What the exercise asks:
Please give the records below again with every "rough mask" changed to "coarse mask" and nothing else altered, leaving the pictures out.

(Records for this task begins)

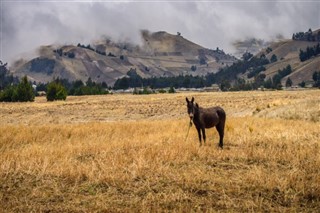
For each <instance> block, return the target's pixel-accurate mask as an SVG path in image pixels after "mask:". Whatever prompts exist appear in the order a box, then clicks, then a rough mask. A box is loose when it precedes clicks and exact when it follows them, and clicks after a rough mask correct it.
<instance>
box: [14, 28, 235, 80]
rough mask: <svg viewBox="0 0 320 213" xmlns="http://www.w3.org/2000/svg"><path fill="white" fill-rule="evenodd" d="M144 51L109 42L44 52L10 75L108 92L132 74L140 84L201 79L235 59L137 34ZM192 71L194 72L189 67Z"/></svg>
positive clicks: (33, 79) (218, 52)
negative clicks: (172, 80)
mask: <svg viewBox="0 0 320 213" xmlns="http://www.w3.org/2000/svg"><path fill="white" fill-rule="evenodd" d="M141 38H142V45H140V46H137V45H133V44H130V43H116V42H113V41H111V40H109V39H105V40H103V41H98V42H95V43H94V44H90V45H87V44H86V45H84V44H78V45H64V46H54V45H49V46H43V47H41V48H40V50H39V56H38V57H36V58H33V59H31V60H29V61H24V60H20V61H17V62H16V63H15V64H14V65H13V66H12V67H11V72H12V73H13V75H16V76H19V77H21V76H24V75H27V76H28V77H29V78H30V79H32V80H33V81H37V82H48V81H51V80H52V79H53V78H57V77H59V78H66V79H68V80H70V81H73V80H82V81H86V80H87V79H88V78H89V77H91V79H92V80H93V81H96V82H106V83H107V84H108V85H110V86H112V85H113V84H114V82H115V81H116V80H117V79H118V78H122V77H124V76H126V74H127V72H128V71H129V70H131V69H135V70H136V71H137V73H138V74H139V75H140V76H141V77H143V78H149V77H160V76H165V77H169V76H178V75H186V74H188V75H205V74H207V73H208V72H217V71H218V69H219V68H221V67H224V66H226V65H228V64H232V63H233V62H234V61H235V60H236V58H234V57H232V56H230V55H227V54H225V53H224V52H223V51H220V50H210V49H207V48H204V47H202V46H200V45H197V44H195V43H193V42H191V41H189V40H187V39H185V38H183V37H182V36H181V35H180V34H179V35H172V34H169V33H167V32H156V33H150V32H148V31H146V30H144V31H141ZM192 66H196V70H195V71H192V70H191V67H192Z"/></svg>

(Records for this task ends)

Response to the task:
For each <instance> block, return the target's pixel-accurate mask as an SVG path in image pixels after "mask:". Whatever prompts exist appear in the order a box, then clicks, then a coarse mask. A box is loose when it precedes clicks and exact when it follows them, and clicks after a coarse mask correct it.
<instance>
box: [14, 28, 235, 80]
coarse mask: <svg viewBox="0 0 320 213" xmlns="http://www.w3.org/2000/svg"><path fill="white" fill-rule="evenodd" d="M144 51L109 42L44 52L10 75L108 92L132 74L140 84L201 79L235 59L137 34ZM192 71L194 72L189 67Z"/></svg>
positive clicks: (33, 79) (218, 52)
negative clicks: (172, 80)
mask: <svg viewBox="0 0 320 213" xmlns="http://www.w3.org/2000/svg"><path fill="white" fill-rule="evenodd" d="M141 38H142V45H140V46H137V45H133V44H130V43H116V42H113V41H111V40H109V39H105V40H103V41H98V42H95V43H94V44H90V45H87V44H86V45H84V44H78V45H64V46H54V45H49V46H43V47H41V48H40V50H39V56H38V57H36V58H33V59H31V60H29V61H24V60H20V61H17V62H16V63H15V64H14V65H13V66H12V67H11V72H12V73H13V75H16V76H19V77H21V76H24V75H27V76H28V77H29V78H30V79H32V80H33V81H37V82H48V81H51V80H52V79H53V78H57V77H59V78H66V79H68V80H70V81H73V80H82V81H86V80H87V79H88V78H89V77H91V79H92V80H93V81H96V82H106V83H107V84H108V85H110V86H112V85H113V84H114V82H115V81H116V80H117V79H118V78H122V77H124V76H126V74H127V72H128V71H129V70H131V69H135V70H136V71H137V73H138V74H139V75H140V76H141V77H143V78H149V77H160V76H165V77H169V76H178V75H186V74H188V75H205V74H207V73H208V72H217V71H218V69H219V68H221V67H224V66H226V65H228V64H232V63H233V62H234V61H235V60H236V58H234V57H232V56H230V55H227V54H225V53H224V52H223V51H220V50H210V49H207V48H204V47H202V46H200V45H197V44H195V43H193V42H191V41H189V40H187V39H185V38H183V37H182V36H181V35H180V34H179V35H172V34H169V33H167V32H156V33H150V32H148V31H146V30H144V31H141ZM192 66H196V70H195V71H192V70H191V67H192Z"/></svg>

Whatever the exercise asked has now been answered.